* Problem requirements: Reproduce the closing part of the entries exactly: the line with "find the dark trousers" and all lines after it, ending with the last line, and nothing else.

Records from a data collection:
┄┄┄┄┄┄┄┄┄┄┄┄┄┄┄┄┄┄┄┄
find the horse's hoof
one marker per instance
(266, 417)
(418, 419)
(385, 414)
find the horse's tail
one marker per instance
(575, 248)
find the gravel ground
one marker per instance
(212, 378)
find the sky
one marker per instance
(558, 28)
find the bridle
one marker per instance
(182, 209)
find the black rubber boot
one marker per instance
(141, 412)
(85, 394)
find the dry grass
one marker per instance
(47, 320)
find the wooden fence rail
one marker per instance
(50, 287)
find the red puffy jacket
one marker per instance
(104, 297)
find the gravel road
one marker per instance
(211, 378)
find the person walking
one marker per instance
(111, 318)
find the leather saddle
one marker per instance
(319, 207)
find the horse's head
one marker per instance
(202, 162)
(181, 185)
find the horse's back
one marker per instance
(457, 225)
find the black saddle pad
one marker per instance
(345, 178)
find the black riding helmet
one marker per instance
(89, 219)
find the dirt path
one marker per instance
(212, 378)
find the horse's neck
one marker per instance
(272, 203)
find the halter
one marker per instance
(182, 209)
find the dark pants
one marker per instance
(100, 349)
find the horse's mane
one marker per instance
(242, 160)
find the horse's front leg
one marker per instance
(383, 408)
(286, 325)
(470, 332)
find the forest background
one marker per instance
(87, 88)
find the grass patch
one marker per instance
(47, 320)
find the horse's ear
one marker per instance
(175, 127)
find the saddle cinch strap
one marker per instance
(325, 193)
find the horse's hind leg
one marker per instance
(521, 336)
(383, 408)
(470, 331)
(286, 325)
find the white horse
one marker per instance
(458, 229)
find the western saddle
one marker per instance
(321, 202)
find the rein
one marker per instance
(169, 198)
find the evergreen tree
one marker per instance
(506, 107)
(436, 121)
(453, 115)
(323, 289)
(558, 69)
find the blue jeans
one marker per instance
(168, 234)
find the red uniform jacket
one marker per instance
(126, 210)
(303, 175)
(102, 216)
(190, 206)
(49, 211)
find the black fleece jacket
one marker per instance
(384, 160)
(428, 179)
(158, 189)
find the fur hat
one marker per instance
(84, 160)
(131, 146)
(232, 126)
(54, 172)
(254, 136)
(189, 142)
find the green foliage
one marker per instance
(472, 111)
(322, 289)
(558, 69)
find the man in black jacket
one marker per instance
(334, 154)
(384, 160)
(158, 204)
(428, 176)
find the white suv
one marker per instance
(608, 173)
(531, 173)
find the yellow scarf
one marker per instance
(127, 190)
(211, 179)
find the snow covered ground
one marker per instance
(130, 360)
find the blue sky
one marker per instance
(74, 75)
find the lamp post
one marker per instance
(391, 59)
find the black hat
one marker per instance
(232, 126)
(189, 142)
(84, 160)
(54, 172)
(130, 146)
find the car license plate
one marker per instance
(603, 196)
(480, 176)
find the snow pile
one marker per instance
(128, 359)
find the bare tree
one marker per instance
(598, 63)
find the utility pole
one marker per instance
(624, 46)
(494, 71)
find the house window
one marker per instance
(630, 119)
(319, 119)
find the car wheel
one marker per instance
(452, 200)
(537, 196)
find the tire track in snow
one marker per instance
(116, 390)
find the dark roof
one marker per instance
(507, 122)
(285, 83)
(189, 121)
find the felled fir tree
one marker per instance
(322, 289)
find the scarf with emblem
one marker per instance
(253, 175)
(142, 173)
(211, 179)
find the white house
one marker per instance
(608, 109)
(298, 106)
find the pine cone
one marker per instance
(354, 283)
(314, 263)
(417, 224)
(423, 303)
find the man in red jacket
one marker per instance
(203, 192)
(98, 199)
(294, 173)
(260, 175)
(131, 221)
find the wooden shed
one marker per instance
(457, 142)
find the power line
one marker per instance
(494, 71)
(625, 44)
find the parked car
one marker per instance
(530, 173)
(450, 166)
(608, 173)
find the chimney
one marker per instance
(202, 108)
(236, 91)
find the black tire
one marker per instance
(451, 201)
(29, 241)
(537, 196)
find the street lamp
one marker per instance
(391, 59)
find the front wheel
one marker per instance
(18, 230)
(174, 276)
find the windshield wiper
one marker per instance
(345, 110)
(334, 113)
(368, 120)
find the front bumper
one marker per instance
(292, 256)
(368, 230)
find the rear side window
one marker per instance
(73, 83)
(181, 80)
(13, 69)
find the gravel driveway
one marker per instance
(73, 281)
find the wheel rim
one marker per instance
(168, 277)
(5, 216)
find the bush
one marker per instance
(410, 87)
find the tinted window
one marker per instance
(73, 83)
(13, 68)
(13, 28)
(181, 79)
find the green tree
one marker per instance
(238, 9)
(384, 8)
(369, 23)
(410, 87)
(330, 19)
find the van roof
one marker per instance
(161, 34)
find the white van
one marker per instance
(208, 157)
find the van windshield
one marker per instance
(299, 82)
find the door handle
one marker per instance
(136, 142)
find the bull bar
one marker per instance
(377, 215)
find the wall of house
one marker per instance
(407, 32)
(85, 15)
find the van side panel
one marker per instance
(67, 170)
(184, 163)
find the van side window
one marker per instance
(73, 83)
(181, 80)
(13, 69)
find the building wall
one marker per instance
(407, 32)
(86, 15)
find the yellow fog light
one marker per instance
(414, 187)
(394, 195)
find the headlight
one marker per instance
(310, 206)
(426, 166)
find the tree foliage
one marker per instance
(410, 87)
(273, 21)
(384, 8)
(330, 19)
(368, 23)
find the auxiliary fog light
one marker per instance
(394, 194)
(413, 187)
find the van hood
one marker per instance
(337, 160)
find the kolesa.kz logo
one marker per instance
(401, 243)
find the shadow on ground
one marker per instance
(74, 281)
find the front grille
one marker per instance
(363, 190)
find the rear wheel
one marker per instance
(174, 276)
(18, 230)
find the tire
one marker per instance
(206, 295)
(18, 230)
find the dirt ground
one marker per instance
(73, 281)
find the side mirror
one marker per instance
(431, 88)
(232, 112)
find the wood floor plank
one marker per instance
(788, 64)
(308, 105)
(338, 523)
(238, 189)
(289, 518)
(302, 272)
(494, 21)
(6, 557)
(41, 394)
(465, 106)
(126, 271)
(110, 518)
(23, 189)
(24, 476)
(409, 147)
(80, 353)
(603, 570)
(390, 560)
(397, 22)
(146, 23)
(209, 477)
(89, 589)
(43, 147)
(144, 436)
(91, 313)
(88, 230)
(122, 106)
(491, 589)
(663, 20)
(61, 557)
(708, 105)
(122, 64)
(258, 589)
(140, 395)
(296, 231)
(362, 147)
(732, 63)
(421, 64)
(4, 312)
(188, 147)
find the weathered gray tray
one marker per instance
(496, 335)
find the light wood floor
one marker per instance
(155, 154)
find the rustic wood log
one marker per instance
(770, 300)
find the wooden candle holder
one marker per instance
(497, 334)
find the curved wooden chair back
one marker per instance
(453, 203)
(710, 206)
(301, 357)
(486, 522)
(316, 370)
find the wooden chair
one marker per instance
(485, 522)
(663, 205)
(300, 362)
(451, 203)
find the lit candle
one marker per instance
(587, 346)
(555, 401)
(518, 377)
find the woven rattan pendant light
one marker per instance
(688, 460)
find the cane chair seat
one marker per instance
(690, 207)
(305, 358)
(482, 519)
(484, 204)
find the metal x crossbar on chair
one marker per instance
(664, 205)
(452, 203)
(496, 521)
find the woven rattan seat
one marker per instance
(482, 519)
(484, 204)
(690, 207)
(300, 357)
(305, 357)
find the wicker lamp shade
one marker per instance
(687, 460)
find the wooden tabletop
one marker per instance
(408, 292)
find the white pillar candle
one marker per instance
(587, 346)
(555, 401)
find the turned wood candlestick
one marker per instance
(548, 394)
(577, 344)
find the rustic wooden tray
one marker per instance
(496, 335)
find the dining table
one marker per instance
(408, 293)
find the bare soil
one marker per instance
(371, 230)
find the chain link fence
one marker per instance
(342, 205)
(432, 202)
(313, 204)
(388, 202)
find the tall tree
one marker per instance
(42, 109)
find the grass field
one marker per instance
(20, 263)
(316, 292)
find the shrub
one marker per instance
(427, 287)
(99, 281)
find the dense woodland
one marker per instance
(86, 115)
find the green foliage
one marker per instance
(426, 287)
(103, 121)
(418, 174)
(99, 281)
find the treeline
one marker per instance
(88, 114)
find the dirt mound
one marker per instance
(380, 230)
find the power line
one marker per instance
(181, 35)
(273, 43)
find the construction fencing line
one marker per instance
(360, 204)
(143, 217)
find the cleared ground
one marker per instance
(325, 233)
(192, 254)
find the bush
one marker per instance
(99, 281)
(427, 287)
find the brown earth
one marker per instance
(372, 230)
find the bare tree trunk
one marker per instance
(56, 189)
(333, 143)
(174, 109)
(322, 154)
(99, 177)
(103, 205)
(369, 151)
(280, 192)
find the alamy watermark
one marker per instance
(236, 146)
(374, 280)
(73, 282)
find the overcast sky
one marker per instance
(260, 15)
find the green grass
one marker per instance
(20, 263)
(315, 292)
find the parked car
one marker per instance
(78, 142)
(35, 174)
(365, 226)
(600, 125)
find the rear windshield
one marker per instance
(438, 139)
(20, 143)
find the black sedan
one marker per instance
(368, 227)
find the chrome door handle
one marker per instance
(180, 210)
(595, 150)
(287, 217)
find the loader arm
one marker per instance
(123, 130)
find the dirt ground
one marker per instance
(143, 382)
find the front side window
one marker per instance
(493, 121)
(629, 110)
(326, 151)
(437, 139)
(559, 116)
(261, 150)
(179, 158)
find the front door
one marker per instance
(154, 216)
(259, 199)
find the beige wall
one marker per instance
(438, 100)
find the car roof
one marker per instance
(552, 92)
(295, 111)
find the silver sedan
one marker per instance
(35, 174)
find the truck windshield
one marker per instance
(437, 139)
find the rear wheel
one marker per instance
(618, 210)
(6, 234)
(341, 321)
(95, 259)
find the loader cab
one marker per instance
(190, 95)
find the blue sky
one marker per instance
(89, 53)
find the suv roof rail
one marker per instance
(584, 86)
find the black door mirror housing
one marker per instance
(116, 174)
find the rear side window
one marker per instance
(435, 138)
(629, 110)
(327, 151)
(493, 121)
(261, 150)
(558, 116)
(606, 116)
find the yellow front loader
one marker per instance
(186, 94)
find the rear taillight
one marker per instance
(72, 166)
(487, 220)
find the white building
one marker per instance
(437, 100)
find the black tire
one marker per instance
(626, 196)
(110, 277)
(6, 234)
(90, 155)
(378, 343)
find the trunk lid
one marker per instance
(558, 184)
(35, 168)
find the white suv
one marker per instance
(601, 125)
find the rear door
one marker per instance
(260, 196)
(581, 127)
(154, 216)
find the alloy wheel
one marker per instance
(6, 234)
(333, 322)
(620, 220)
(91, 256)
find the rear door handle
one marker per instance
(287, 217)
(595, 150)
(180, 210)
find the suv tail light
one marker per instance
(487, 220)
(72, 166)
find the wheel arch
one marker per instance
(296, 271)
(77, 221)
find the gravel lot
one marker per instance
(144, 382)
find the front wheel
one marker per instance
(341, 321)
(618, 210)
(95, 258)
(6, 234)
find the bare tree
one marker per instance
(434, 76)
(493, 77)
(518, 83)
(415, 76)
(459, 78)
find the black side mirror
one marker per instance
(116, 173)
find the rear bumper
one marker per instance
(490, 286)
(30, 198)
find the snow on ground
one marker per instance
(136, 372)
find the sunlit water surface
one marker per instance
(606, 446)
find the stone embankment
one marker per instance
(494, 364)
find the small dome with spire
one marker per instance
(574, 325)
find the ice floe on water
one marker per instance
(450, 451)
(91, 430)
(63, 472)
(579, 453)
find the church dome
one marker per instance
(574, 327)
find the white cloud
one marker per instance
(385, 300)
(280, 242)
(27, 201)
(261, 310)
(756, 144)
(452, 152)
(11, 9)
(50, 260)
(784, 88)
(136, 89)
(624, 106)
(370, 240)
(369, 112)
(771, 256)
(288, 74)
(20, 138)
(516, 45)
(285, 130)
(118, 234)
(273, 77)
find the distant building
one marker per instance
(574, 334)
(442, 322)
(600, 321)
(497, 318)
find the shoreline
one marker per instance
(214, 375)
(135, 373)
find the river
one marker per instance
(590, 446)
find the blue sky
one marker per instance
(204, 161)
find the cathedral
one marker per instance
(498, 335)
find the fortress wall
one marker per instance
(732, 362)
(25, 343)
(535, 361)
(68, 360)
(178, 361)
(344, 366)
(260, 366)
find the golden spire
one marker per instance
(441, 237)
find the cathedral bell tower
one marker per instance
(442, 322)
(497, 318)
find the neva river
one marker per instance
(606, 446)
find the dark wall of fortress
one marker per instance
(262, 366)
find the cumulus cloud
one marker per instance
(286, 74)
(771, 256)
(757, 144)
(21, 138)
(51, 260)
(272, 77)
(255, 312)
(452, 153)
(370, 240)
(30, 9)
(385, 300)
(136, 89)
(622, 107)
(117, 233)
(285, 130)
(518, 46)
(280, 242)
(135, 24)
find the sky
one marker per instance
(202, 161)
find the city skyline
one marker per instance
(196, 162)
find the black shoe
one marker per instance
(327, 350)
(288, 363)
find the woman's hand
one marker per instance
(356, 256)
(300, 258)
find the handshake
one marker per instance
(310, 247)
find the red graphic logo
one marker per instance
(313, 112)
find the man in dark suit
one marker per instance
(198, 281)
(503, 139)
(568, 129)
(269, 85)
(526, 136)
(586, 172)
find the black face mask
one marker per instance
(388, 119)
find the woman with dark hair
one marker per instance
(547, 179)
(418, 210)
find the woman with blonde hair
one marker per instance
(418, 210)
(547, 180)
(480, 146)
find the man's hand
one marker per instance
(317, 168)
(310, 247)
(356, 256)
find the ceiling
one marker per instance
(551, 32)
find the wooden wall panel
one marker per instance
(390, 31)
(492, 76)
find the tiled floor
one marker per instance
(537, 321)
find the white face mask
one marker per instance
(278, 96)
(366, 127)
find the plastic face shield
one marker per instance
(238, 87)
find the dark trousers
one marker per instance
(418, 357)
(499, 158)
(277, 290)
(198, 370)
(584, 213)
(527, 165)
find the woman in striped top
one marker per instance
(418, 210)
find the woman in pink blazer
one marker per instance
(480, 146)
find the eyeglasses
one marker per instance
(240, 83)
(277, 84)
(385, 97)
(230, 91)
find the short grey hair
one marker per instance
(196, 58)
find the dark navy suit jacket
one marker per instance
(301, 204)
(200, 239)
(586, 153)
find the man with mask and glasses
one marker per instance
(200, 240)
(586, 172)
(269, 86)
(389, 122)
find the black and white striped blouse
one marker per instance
┄┄┄┄┄┄┄┄┄┄┄┄┄┄┄┄┄┄┄┄
* Expected answer:
find the dark trousers
one marker per instance
(418, 357)
(499, 158)
(277, 290)
(198, 370)
(584, 213)
(527, 165)
find the woman in striped top
one marker per instance
(418, 210)
find the woman in pink blazer
one marker per instance
(480, 146)
find the eyeglasses
one marker per instance
(240, 83)
(277, 84)
(385, 97)
(230, 91)
find the short grey hair
one marker per instance
(196, 58)
find the dark navy suit jacket
one marker per instance
(301, 204)
(200, 239)
(586, 153)
find the man with mask and glasses
one marker per instance
(200, 240)
(586, 172)
(269, 86)
(389, 122)
find the black and white striped blouse
one marker per instance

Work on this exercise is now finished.